• _Your goal_
Render the rows below as a two-column CSV with the headers "instruction" and "location", one line for each row. Put each instruction and its location in a single quoted field, replacing any line breaks with spaces.

[Recorded data]
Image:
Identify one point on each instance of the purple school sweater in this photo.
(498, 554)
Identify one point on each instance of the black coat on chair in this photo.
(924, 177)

• _Result of this task_
instruction,location
"Image: Identify one point on each instance of the purple school sweater in this photo.","(498, 554)"
"Identify one point on each instance of the black coat on chair in this photo.","(924, 177)"